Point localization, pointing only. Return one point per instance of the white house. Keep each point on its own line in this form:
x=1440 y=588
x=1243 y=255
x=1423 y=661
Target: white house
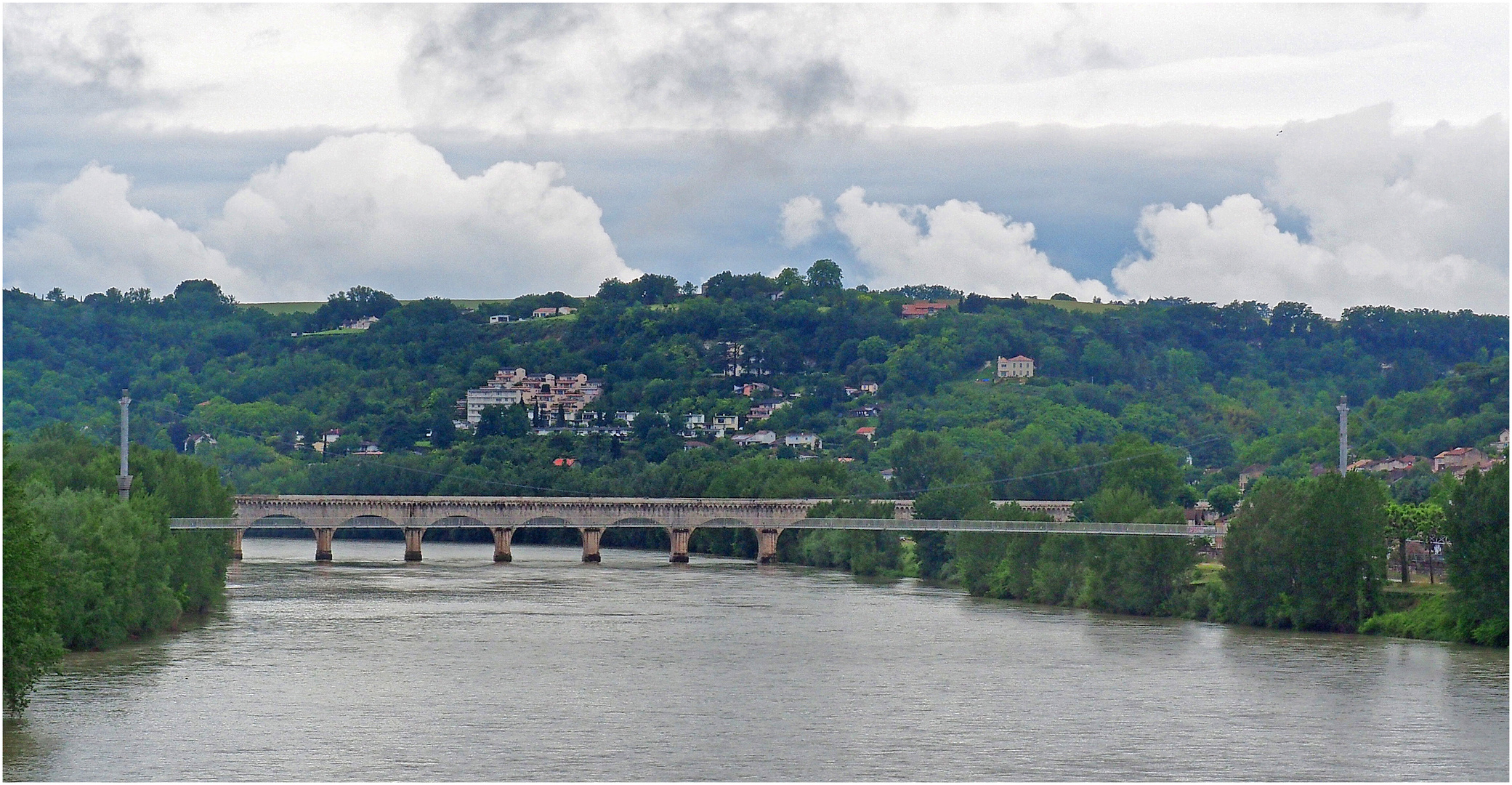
x=804 y=440
x=1016 y=366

+ + +

• **Problem description**:
Rewrite the records above with every occurrence of "white house" replaced by "red barn" and all other text kept as it is. Omit the pictures from your version.

• **Solution for this task**:
Point localization, pointing only. Return one point per instance of the red barn. Keep each point on its own line in this form:
x=1440 y=588
x=1243 y=255
x=1423 y=661
Target: red barn
x=804 y=440
x=1016 y=366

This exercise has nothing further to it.